__OBJECTIVE__. In the slides on dimension reduction for distributional data, what dataset is given as the source for the climate study?

Dimension Reduction on Distributional Data

55ᵉ Journées de Statistique, Université de Bordeaux

Camille Mondon

camille.mondon@tse-fr.eu

Anne Ruiz-Gazen

anne.ruiz-gazen@tse-fr.eu

Christine Thomas-Agnan

christine.thomas@tse-fr.eu

May 30, 2024

Outline

Introduction and distributional data
Coordinate-free ICS (Invariant Coordinate Selection)
Implementation
Application

Introduction

Aim: studying climate in Vietnam

Source: CPC Global Unified Temperature (NOAA PSL 1979), see also (Trinh, Simioni, and Thomas-Agnan 2023).

Code

library(dda)
library(tidyverse)
library(stars)

__ENTRIES SHOWN__.
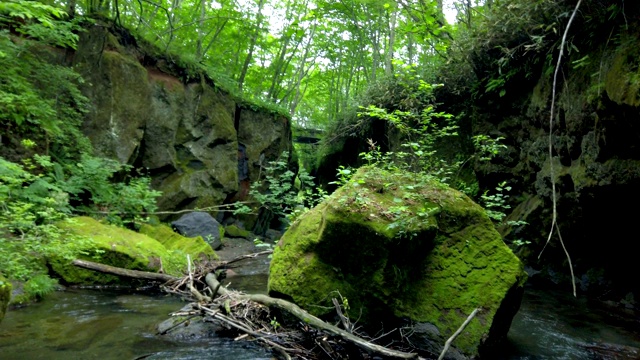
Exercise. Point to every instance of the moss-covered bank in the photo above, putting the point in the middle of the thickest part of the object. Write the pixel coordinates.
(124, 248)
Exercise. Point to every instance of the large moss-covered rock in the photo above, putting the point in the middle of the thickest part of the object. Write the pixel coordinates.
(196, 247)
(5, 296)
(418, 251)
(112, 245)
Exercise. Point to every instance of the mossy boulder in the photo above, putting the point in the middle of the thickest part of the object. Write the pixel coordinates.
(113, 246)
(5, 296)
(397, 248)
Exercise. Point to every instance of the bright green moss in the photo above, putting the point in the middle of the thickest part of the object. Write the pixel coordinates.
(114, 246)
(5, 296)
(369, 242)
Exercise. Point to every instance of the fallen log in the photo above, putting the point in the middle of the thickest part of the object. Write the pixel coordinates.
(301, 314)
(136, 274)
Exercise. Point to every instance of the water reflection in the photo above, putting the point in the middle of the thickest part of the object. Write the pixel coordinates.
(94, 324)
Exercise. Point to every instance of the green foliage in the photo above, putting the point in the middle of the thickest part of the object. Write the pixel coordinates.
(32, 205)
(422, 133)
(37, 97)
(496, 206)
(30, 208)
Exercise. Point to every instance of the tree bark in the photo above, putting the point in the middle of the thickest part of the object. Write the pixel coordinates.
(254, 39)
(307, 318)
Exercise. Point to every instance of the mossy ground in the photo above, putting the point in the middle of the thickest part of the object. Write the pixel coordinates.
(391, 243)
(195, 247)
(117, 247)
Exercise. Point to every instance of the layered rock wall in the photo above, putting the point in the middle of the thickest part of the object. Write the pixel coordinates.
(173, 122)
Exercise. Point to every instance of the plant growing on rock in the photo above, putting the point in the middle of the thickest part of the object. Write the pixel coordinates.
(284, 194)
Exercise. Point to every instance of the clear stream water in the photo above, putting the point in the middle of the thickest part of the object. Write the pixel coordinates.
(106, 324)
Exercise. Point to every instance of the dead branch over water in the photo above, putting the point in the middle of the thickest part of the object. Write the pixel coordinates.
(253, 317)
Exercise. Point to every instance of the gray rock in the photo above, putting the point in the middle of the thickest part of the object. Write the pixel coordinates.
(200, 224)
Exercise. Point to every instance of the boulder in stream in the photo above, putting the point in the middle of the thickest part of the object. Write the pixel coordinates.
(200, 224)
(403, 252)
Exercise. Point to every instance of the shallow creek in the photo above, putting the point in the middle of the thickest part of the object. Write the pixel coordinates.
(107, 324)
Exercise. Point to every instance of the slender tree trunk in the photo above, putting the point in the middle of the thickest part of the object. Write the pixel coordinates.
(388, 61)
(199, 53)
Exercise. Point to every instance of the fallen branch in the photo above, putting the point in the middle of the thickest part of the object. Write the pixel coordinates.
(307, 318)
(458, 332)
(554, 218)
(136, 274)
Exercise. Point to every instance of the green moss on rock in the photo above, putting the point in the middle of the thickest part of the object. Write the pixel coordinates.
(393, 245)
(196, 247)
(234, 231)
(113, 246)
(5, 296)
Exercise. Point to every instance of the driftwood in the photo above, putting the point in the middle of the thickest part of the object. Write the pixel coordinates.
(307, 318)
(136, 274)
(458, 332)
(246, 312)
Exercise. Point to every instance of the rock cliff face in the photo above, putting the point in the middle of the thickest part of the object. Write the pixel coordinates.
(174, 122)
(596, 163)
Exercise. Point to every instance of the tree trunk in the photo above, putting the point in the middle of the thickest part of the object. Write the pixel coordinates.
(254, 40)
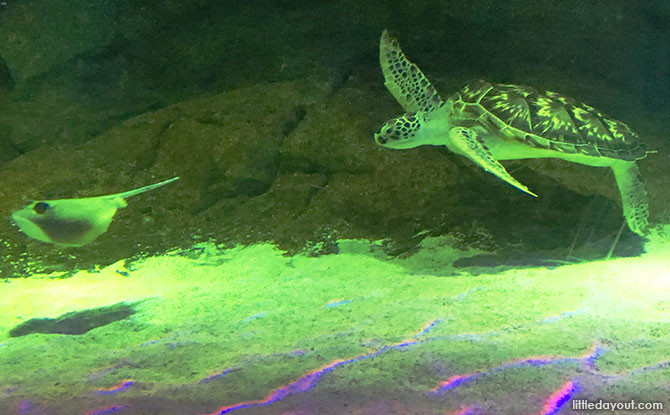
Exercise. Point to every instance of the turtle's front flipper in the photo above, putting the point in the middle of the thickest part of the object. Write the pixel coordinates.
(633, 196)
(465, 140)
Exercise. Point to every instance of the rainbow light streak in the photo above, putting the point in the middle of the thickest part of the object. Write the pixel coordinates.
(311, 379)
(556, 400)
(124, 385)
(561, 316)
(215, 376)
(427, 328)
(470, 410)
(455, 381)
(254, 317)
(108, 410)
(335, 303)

---

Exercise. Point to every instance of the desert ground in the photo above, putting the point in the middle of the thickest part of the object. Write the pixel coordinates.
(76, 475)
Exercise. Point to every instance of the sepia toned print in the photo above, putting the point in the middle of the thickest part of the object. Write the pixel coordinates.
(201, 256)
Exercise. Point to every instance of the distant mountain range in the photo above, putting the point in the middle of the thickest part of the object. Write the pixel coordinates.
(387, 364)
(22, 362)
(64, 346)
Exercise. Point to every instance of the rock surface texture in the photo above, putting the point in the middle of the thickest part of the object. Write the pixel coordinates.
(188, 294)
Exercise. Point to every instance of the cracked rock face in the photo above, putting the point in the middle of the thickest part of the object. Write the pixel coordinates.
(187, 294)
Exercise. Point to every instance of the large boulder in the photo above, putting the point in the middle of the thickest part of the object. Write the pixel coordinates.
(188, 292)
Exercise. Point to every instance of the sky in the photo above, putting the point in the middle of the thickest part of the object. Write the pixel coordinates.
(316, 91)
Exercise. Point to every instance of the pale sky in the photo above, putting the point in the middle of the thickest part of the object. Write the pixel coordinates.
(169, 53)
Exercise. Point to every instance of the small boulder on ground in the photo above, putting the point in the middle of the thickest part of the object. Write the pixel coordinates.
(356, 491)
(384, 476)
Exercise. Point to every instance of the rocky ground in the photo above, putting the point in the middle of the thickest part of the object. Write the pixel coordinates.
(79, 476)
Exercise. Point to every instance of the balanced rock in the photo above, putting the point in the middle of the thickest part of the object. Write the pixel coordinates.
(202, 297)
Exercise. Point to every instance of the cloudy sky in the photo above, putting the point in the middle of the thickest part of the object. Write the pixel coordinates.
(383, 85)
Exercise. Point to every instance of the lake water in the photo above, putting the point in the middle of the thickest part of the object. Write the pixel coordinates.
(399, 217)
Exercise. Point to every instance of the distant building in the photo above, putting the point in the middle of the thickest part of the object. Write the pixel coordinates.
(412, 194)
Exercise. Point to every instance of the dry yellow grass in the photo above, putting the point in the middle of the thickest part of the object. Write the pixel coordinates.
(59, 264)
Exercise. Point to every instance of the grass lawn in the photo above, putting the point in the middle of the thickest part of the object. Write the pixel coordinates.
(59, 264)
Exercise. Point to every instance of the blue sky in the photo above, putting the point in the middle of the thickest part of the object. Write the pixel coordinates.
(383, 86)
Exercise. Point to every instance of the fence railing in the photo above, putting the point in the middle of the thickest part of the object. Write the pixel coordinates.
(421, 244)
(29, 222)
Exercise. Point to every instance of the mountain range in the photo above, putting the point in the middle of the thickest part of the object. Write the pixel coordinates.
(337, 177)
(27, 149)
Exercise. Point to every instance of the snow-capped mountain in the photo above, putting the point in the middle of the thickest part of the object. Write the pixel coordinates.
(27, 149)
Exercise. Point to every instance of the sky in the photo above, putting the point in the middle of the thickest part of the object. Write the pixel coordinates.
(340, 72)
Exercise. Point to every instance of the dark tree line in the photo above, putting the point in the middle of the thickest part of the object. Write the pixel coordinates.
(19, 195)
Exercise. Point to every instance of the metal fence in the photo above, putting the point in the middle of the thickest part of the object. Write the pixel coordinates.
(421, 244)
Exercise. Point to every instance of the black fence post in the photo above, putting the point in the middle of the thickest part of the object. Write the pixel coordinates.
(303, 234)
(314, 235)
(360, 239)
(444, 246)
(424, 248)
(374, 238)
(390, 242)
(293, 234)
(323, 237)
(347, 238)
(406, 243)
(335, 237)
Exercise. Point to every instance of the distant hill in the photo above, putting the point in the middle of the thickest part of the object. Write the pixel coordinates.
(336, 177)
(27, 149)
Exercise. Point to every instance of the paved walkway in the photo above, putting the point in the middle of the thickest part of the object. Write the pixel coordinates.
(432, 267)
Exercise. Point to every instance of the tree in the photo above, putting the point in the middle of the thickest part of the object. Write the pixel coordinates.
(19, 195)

__RESPONSE TO THE TASK__. CPC Global Unified Temperature (NOAA PSL 1979).